------ Records shown ------

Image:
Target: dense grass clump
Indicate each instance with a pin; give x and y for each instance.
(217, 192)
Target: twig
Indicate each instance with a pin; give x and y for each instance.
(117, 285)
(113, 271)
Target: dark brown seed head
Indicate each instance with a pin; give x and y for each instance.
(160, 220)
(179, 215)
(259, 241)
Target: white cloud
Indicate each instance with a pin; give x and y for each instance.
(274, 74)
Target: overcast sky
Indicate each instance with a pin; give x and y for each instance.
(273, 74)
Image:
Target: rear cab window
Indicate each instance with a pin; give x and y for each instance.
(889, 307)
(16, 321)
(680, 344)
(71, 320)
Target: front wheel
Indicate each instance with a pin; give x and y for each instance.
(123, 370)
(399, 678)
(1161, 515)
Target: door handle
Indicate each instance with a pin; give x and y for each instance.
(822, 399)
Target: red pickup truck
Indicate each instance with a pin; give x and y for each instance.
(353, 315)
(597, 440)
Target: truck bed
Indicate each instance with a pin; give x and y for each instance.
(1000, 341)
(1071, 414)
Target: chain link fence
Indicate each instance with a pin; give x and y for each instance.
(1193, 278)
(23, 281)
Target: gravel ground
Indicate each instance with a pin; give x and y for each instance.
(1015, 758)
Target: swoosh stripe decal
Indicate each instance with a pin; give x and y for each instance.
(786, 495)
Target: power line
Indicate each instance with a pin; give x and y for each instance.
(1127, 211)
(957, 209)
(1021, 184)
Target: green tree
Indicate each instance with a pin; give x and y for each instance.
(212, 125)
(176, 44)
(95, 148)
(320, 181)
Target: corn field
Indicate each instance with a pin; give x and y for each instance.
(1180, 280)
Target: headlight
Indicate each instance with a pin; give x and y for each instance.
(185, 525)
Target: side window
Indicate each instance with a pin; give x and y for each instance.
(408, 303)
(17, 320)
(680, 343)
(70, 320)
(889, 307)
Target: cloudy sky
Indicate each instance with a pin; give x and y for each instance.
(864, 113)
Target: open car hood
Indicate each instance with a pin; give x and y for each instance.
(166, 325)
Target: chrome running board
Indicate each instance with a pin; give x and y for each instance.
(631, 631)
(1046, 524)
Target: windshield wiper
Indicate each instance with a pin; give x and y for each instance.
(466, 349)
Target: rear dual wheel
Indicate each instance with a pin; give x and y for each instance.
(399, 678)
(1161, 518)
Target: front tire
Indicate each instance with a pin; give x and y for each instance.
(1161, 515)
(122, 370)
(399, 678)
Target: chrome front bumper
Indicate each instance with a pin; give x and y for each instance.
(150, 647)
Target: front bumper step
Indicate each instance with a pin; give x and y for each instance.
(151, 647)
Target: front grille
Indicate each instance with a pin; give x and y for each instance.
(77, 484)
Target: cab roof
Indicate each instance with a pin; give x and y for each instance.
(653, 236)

------

*Exercise instructions*. Within the material above, tally each line that contains "rear" and respond with the tally only.

*Reply*. 2